=== Work to complete ===
Without the pictures, can you quote each line below exactly?

══════════

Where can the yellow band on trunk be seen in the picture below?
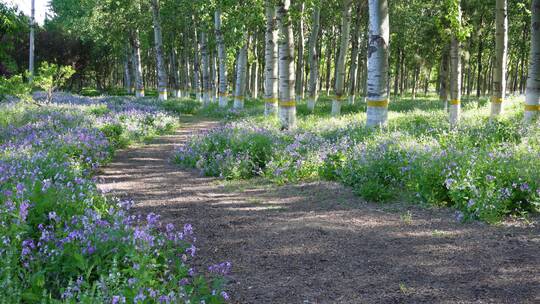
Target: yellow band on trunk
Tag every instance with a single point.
(378, 103)
(532, 108)
(271, 100)
(497, 99)
(287, 103)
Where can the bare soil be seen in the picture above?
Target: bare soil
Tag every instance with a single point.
(319, 243)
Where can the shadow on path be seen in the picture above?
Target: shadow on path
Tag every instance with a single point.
(318, 243)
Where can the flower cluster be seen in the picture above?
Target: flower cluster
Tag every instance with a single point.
(63, 240)
(486, 169)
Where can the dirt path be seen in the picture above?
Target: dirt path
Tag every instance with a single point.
(318, 243)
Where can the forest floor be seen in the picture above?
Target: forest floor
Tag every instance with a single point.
(319, 243)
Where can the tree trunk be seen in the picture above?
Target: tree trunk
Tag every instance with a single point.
(354, 55)
(205, 70)
(241, 74)
(398, 66)
(533, 82)
(127, 71)
(175, 76)
(379, 33)
(479, 62)
(287, 104)
(32, 39)
(455, 79)
(329, 51)
(300, 62)
(213, 77)
(314, 59)
(196, 66)
(160, 60)
(339, 87)
(222, 57)
(416, 72)
(139, 82)
(255, 70)
(499, 68)
(271, 61)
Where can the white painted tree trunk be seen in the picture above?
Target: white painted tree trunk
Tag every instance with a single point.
(196, 67)
(214, 78)
(175, 92)
(499, 67)
(271, 61)
(443, 90)
(158, 40)
(300, 62)
(137, 64)
(127, 71)
(241, 74)
(532, 100)
(255, 71)
(222, 57)
(32, 39)
(287, 102)
(314, 59)
(354, 55)
(205, 70)
(455, 76)
(339, 86)
(377, 89)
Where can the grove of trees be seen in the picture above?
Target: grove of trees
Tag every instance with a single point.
(226, 50)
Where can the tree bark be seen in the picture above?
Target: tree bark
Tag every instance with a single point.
(127, 70)
(196, 65)
(287, 103)
(222, 57)
(455, 79)
(160, 60)
(499, 68)
(300, 62)
(205, 70)
(255, 70)
(532, 99)
(354, 55)
(443, 86)
(339, 86)
(139, 82)
(379, 33)
(314, 59)
(175, 93)
(32, 39)
(241, 74)
(271, 61)
(329, 51)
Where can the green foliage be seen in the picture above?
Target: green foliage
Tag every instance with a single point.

══════════

=== Exercise output ===
Where can the yellow band on trunk be seen in the picture below?
Target: yellow band on trunk
Tag every instance with a single point.
(378, 103)
(532, 108)
(271, 100)
(497, 99)
(287, 103)
Where can the bare soil be seen in the picture above?
Target: bare soil
Tag every instance with a single point.
(319, 243)
Where can the shadow on path be seen in the picture above?
Target: shadow on path
Tag every instance with a single point.
(318, 243)
Where can the flower cluster be seen in the picture above?
Target: flower cluster
Tag every instance with a single point.
(63, 240)
(486, 169)
Where can the dirt path be seen in the picture above?
Target: dirt path
Tag every instance with a single point.
(318, 243)
Where can the forest floor be seen in the picture above?
Target: forest floor
Tag every instance with a single point.
(319, 243)
Where can the tree trunk be seen in the picture above?
Target: tree trunk
Tag every instance with a single point.
(354, 55)
(205, 70)
(241, 74)
(398, 66)
(533, 82)
(127, 71)
(175, 76)
(379, 33)
(479, 62)
(287, 104)
(32, 39)
(455, 79)
(329, 51)
(300, 62)
(213, 77)
(314, 59)
(196, 66)
(160, 60)
(339, 87)
(222, 57)
(416, 72)
(139, 82)
(255, 70)
(499, 68)
(271, 61)
Where can the white painted tree trunk be seen in the picture above?
Target: white painted tree trunk
Tag every instance with a single point.
(196, 67)
(214, 78)
(175, 92)
(499, 67)
(271, 61)
(443, 90)
(158, 40)
(300, 62)
(137, 64)
(127, 71)
(241, 74)
(532, 100)
(255, 71)
(222, 57)
(32, 39)
(287, 102)
(314, 59)
(354, 55)
(205, 70)
(455, 76)
(339, 86)
(377, 89)
Where can the grove of trees be seen in the picture above?
Target: grove of trees
Tag every instance with a single point.
(226, 50)
Where can the tree bark be seen in the picture above?
Target: tree bark
Tag every instance with a single point.
(127, 70)
(196, 65)
(287, 103)
(222, 57)
(455, 79)
(160, 60)
(499, 68)
(300, 62)
(205, 70)
(255, 70)
(532, 99)
(354, 55)
(443, 86)
(339, 86)
(139, 82)
(379, 33)
(314, 59)
(175, 93)
(32, 39)
(241, 74)
(271, 61)
(329, 51)
Where can the green foliage be seen in the picture above?
Target: green foliage
Tag every instance with a single point.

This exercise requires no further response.